▶ [Data for the task]
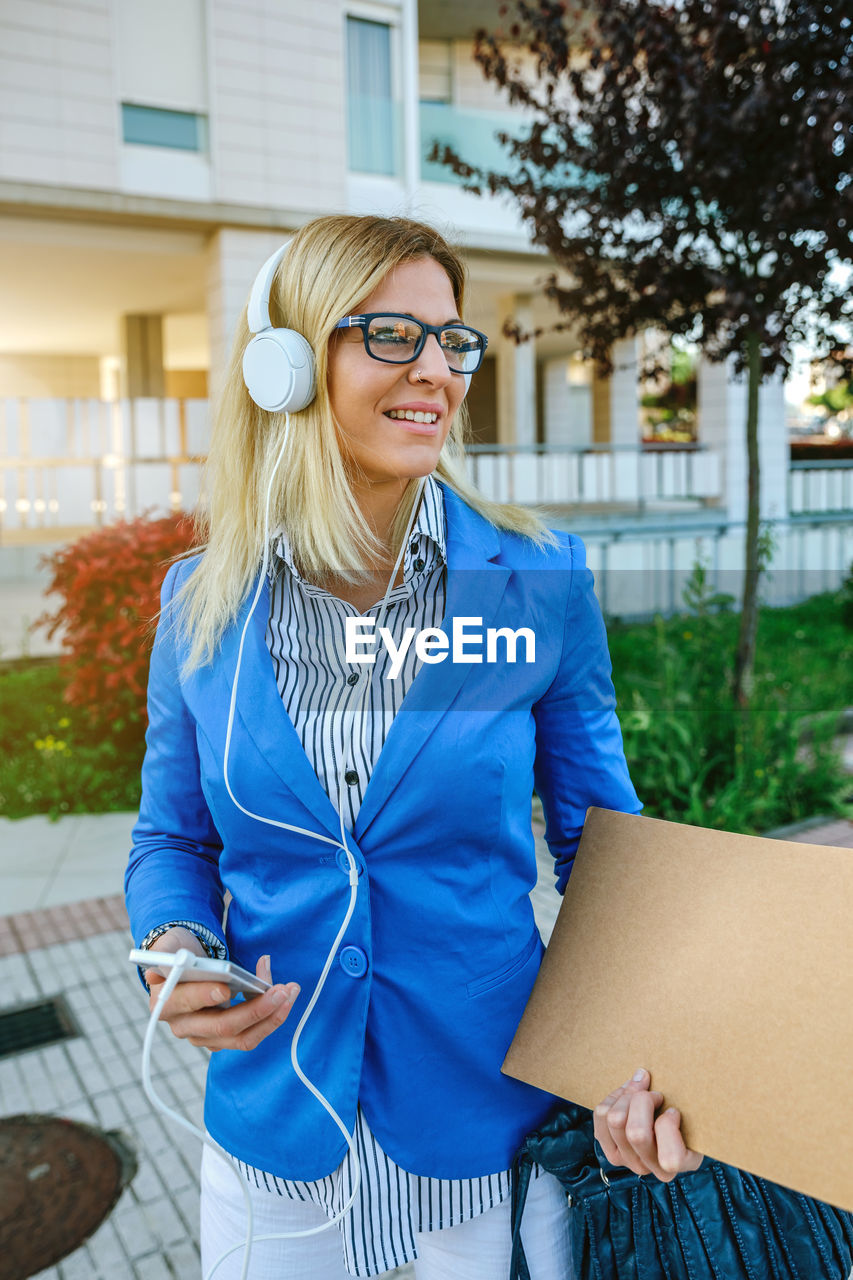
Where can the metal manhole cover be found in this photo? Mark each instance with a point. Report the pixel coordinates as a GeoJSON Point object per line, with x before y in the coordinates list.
{"type": "Point", "coordinates": [58, 1182]}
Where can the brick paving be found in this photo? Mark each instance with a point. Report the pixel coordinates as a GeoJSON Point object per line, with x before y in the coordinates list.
{"type": "Point", "coordinates": [80, 950]}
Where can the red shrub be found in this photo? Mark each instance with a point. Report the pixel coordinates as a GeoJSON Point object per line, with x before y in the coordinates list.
{"type": "Point", "coordinates": [110, 585]}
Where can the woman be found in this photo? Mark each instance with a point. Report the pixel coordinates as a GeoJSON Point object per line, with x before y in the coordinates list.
{"type": "Point", "coordinates": [425, 781]}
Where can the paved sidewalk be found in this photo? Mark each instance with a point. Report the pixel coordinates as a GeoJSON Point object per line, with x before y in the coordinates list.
{"type": "Point", "coordinates": [60, 937]}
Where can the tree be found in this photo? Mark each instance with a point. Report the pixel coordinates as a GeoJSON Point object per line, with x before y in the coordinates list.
{"type": "Point", "coordinates": [688, 165]}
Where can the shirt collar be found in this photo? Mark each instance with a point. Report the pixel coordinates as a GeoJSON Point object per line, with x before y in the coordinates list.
{"type": "Point", "coordinates": [429, 522]}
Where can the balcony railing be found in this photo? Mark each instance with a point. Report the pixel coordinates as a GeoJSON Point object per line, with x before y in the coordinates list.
{"type": "Point", "coordinates": [72, 465]}
{"type": "Point", "coordinates": [607, 474]}
{"type": "Point", "coordinates": [817, 485]}
{"type": "Point", "coordinates": [470, 133]}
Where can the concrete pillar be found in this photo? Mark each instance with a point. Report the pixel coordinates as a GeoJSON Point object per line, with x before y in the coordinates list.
{"type": "Point", "coordinates": [723, 428]}
{"type": "Point", "coordinates": [615, 400]}
{"type": "Point", "coordinates": [516, 375]}
{"type": "Point", "coordinates": [142, 356]}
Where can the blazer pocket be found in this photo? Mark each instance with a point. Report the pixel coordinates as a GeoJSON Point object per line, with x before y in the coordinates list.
{"type": "Point", "coordinates": [507, 970]}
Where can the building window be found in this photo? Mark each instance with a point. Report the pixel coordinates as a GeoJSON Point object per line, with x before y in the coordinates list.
{"type": "Point", "coordinates": [373, 114]}
{"type": "Point", "coordinates": [155, 127]}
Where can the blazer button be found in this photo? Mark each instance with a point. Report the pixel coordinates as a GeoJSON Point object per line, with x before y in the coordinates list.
{"type": "Point", "coordinates": [343, 862]}
{"type": "Point", "coordinates": [354, 961]}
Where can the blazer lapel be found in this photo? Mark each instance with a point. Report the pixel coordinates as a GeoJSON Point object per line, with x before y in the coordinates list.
{"type": "Point", "coordinates": [475, 588]}
{"type": "Point", "coordinates": [261, 714]}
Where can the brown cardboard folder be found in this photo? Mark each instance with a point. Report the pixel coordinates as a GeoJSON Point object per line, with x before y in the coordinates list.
{"type": "Point", "coordinates": [724, 965]}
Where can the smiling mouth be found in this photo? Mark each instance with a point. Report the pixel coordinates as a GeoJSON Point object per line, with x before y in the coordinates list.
{"type": "Point", "coordinates": [413, 416]}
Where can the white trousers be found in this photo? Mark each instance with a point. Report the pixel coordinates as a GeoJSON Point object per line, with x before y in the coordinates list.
{"type": "Point", "coordinates": [478, 1249]}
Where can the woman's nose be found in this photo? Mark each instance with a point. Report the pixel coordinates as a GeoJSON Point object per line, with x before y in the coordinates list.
{"type": "Point", "coordinates": [432, 362]}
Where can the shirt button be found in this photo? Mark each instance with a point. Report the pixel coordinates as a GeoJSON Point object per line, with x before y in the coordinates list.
{"type": "Point", "coordinates": [343, 862]}
{"type": "Point", "coordinates": [354, 961]}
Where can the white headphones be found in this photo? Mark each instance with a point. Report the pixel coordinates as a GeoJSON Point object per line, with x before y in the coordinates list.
{"type": "Point", "coordinates": [278, 364]}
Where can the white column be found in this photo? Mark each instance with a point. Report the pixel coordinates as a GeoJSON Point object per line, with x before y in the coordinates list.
{"type": "Point", "coordinates": [624, 394]}
{"type": "Point", "coordinates": [411, 101]}
{"type": "Point", "coordinates": [516, 375]}
{"type": "Point", "coordinates": [141, 371]}
{"type": "Point", "coordinates": [616, 398]}
{"type": "Point", "coordinates": [723, 428]}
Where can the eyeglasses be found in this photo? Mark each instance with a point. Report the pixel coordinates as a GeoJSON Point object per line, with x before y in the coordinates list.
{"type": "Point", "coordinates": [397, 339]}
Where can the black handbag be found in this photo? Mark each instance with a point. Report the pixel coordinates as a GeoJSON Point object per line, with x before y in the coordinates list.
{"type": "Point", "coordinates": [715, 1224]}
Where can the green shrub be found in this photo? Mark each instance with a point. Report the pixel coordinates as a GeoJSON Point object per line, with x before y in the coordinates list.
{"type": "Point", "coordinates": [49, 760]}
{"type": "Point", "coordinates": [692, 757]}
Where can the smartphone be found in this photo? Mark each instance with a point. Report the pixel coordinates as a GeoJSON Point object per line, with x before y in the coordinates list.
{"type": "Point", "coordinates": [204, 969]}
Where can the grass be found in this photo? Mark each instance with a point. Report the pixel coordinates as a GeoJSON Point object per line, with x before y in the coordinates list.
{"type": "Point", "coordinates": [50, 760]}
{"type": "Point", "coordinates": [693, 758]}
{"type": "Point", "coordinates": [690, 758]}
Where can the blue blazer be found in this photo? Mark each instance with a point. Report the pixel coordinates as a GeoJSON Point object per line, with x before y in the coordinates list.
{"type": "Point", "coordinates": [443, 933]}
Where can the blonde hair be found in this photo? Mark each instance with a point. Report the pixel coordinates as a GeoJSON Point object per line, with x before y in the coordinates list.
{"type": "Point", "coordinates": [331, 266]}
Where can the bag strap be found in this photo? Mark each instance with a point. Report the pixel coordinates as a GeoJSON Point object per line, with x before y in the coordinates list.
{"type": "Point", "coordinates": [520, 1182]}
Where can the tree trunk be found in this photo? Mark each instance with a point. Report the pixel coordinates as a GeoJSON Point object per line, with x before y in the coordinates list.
{"type": "Point", "coordinates": [746, 654]}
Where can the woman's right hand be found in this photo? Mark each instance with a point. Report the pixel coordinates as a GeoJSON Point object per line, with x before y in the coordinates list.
{"type": "Point", "coordinates": [199, 1011]}
{"type": "Point", "coordinates": [632, 1134]}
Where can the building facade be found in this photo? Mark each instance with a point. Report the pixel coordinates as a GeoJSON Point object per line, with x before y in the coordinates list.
{"type": "Point", "coordinates": [153, 155]}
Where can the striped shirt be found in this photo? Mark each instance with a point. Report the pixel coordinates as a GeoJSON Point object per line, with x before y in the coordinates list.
{"type": "Point", "coordinates": [306, 641]}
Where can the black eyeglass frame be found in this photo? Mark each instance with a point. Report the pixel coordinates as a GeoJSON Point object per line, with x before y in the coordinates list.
{"type": "Point", "coordinates": [363, 323]}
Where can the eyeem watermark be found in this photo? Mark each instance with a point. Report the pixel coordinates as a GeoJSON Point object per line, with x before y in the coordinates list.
{"type": "Point", "coordinates": [432, 644]}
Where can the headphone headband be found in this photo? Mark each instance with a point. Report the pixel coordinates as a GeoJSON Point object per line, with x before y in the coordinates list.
{"type": "Point", "coordinates": [258, 311]}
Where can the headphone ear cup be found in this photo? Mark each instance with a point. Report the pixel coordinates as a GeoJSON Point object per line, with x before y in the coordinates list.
{"type": "Point", "coordinates": [278, 370]}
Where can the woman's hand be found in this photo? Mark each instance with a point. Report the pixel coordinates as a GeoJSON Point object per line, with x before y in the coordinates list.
{"type": "Point", "coordinates": [629, 1134]}
{"type": "Point", "coordinates": [195, 1009]}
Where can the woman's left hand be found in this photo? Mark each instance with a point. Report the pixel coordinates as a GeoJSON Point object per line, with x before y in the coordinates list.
{"type": "Point", "coordinates": [629, 1133]}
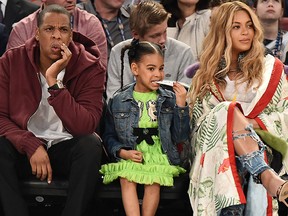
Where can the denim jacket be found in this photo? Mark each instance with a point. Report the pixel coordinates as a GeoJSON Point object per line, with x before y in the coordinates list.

▶ [Work required] Each line from the line containing "Where can the headphone ear" through the final line of the data above must be retyped exactly; nothing else, and no pictures, may appear.

▶ [Output of the task]
Where can the headphone ear cup be found in this photo? Mark each instance with a point. Report the pixel coordinates as a GeoJSON Point object per line, with x before y in the coordinates list.
{"type": "Point", "coordinates": [278, 370]}
Where can the woman's hand be found in this photo? Mark each instance with a point. Report the pixel coordinates as a GeoJSON Point object per line, with x before y in the coordinates list.
{"type": "Point", "coordinates": [629, 1134]}
{"type": "Point", "coordinates": [195, 1009]}
Where can the woman's left hand be found in this photo? Mark each instance with a point. Report the pixel coordinates as a GeoJSON Point object per line, with x before y in the coordinates list.
{"type": "Point", "coordinates": [629, 1133]}
Where can the denim jacket be found in this photo? Mark each instance with a point. Report the pixel coordinates as a GeoJSON Point object per line, with x before y in the coordinates list.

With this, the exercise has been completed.